▶ SHORT PROBLEM
Write out the part of the records below that opens with the line containing "--target police lettering on jacket" and closes with the line containing "Segment each instance of the police". Keep both of those lines and reproduce every character unchanged.

Boundary annotation records
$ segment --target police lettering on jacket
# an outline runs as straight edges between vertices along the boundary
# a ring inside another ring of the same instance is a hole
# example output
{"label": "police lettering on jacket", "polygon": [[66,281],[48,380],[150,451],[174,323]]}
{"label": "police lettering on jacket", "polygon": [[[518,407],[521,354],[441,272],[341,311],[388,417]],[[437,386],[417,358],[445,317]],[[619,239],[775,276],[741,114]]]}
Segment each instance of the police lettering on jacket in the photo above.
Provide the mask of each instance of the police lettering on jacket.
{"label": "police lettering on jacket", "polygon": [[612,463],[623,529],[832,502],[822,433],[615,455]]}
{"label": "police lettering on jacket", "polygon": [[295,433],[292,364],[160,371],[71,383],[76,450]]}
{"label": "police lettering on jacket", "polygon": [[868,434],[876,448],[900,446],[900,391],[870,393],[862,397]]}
==
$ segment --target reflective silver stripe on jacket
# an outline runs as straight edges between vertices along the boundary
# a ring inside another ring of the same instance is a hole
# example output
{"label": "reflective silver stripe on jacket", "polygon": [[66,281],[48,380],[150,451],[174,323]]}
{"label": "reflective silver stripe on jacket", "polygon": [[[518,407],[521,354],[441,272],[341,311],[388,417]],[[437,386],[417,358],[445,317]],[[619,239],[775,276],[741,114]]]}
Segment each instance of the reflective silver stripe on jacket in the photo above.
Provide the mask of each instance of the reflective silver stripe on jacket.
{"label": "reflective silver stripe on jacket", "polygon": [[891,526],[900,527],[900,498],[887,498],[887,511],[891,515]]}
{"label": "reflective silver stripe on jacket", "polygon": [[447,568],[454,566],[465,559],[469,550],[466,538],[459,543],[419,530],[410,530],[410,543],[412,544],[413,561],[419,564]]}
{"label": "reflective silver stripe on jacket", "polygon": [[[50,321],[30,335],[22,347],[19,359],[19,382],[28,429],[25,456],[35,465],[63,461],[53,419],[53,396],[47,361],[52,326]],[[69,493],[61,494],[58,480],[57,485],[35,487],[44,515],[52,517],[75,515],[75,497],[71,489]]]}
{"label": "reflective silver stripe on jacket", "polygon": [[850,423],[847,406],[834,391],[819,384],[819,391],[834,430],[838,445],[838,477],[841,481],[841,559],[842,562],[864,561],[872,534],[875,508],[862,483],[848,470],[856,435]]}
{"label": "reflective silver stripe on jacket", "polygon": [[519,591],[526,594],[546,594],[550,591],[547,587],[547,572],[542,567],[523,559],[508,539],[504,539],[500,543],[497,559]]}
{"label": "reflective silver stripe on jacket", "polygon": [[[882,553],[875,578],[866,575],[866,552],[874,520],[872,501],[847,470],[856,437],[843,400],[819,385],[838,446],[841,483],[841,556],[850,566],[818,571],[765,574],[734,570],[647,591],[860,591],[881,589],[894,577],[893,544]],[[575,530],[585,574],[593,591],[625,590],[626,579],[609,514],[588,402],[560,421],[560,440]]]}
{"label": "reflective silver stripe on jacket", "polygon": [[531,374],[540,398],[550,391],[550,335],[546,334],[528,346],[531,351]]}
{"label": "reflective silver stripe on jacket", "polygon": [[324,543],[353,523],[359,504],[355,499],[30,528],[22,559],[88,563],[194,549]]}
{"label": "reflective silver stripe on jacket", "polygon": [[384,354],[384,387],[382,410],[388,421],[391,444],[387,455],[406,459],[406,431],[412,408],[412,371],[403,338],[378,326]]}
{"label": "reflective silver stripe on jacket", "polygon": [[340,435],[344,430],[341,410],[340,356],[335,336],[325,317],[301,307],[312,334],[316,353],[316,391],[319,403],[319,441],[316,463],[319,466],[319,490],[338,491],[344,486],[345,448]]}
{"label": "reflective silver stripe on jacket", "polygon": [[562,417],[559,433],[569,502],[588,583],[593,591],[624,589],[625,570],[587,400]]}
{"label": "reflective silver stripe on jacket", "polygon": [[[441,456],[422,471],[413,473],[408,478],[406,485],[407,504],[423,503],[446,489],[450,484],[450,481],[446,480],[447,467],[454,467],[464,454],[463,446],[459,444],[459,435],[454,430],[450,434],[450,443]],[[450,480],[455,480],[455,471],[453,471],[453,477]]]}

▶ OUTPUT BELOW
$ segment --target police lettering on jacket
# an outline runs as straight edges between vertices along the boundary
# a ring inside another ring of the same instance is a hole
# example output
{"label": "police lettering on jacket", "polygon": [[66,281],[48,380],[150,451],[174,323]]}
{"label": "police lettering on jacket", "polygon": [[[518,407],[521,354],[441,272],[341,311],[388,417]],[[437,386],[417,358],[445,317]],[[619,239],[775,276],[741,114]]]}
Segment each instance of the police lettering on jacket in the photo above.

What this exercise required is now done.